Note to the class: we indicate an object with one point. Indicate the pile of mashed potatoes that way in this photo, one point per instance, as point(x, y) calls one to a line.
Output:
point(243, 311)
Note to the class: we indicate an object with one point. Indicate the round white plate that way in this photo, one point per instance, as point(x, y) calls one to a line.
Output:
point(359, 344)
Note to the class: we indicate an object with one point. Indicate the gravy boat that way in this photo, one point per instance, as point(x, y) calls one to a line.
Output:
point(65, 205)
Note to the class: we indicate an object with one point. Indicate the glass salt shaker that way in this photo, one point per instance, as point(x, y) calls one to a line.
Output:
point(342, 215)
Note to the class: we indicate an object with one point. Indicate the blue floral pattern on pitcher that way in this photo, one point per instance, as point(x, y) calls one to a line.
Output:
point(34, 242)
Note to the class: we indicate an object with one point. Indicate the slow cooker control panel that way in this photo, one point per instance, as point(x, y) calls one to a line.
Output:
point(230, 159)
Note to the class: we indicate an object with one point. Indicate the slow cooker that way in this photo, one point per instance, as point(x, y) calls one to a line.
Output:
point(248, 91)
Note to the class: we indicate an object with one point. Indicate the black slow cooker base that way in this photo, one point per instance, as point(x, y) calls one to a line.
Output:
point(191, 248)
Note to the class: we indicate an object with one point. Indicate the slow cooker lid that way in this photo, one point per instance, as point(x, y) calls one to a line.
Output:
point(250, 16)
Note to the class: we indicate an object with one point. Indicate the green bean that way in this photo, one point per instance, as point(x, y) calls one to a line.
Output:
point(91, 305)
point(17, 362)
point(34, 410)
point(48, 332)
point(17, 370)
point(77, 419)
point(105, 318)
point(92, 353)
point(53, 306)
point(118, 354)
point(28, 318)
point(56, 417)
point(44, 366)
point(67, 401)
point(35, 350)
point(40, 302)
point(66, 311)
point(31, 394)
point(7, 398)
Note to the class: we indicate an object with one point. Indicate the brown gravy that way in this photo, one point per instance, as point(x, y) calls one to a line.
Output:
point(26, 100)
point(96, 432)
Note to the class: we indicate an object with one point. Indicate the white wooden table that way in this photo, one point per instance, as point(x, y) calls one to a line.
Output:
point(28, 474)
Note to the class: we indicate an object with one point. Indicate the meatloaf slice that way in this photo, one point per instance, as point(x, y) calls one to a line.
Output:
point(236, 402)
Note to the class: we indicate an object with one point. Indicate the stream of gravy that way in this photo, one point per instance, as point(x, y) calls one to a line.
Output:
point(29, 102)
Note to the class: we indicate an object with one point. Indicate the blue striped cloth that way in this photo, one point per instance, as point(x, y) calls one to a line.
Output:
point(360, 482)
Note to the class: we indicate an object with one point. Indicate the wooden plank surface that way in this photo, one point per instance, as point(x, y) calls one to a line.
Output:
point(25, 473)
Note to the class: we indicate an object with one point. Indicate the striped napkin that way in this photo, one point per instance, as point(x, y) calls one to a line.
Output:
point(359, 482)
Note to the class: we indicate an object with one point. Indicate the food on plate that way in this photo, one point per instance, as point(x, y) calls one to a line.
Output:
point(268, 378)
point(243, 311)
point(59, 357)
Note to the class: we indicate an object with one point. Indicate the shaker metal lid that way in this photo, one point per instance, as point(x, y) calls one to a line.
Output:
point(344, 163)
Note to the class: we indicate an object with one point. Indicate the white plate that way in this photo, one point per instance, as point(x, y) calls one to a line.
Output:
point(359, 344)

Do this = Can you give every line of the entries above as a numbered list, with blank lines left out?

Complete output =
1. Note to the class: we indicate an object with one point. Indicate the pile of mashed potatoes that way in this photo, one point per instance, as point(x, y) calls one to a line.
2. Output:
3. point(243, 311)
4. Note to the class: we indicate an object with one point. Indicate the round white plate that way in this photo, one point per instance, as point(x, y) calls one to a line.
5. Output:
6. point(359, 344)
7. Note to the class: we indicate an object with one point. Indicate the gravy boat that way in this photo, one point per instance, as point(x, y) calls one to a line.
8. Output:
9. point(65, 205)
10. Note to the class: we indicate an object with one point. Indicate the glass salt shaker that way in this photo, one point per instance, as point(x, y) calls one to a line.
11. Output:
12. point(342, 215)
13. Note to the class: we indicate an object with one point. Indicate the blue floral pattern on pitcher that way in this photo, one point per instance, as point(x, y) calls one to a line.
14. Output:
15. point(34, 242)
16. Note to the class: we indicate an object with one point. Indicate the slow cooker control panel that way in this photo, one point per instance, as point(x, y) calls one to a line.
17. Output:
18. point(230, 159)
19. Note to the class: we indicate an object with one point. Indicate the slow cooker that way in this photo, one point per instance, as point(x, y) calls one to a line.
20. Output:
21. point(248, 91)
22. Note to the class: we indicate an object with one point. Indicate the black slow cooker base that way in this photo, one point per instance, as point(x, y) calls one to a line.
23. Output:
24. point(191, 248)
25. Note to the class: we indicate an object with one point. Indicate the slow cooker lid that way in this photo, one point per instance, as point(x, y) calls one to a line.
26. Output:
27. point(250, 16)
28. Note to the class: we indicate an object with one point. Indicate the green bean that way in this photo, one point per instance, as point(x, y) calls one to a line.
29. Output:
30. point(91, 305)
31. point(17, 362)
32. point(34, 410)
33. point(48, 332)
34. point(17, 370)
35. point(77, 419)
36. point(105, 318)
37. point(92, 353)
38. point(53, 306)
39. point(118, 354)
40. point(28, 318)
41. point(56, 417)
42. point(44, 366)
43. point(67, 401)
44. point(35, 350)
45. point(40, 302)
46. point(66, 311)
47. point(31, 394)
48. point(7, 398)
49. Note to the class: we indicate an object with one point. Indicate the brown gravy that way in this photo, one point per instance, as point(x, y) calls one to a line.
50. Output:
51. point(26, 100)
52. point(96, 432)
53. Note to the class: we indicate an object with one point. Indicate the white wooden table that way in this photo, one point per instance, as point(x, y) calls one to a line.
54. Output:
55. point(28, 474)
56. Note to the class: we indicate an object with one point. Indicate the meatloaf slice that way in this photo, one point per instance, as point(x, y) calls one to a line.
57. Output:
58. point(236, 402)
59. Note to the class: we indicate an object with one point. Indicate the stream of gravy that way in this photo, one point per instance, as point(x, y) calls one to a line.
60. Output:
61. point(29, 102)
62. Note to the class: we indicate an object with one point. Indicate the blue striped cloth that way in this photo, one point per instance, as point(x, y) calls one to a line.
63. Output:
64. point(360, 482)
65. Note to the class: we indicate an object with one point. Indicate the wooden plank surface that way in this photo, one point per instance, as point(x, y) calls one to a line.
66. Output:
67. point(25, 473)
68. Note to the class: we indicate an object with one point. Indicate the striped napkin that way in this photo, one point per instance, as point(x, y) calls one to a line.
69. Output:
70. point(359, 482)
71. Note to the class: we indicate an object with one point. Indicate the food on plate that way in this photo, one point per instance, as point(x, y) calls one to a line.
72. Output:
73. point(268, 378)
74. point(243, 311)
75. point(59, 357)
76. Note to the class: we indicate an object with one point. Indicate the shaker metal lid that way in this photo, one point per instance, as point(x, y) calls one to a line.
77. Output:
78. point(344, 163)
79. Note to the class: we indicate an object with one point. Indicate the white plate that way in this photo, one point per instance, as point(x, y) calls one to a line.
80. Output:
81. point(359, 344)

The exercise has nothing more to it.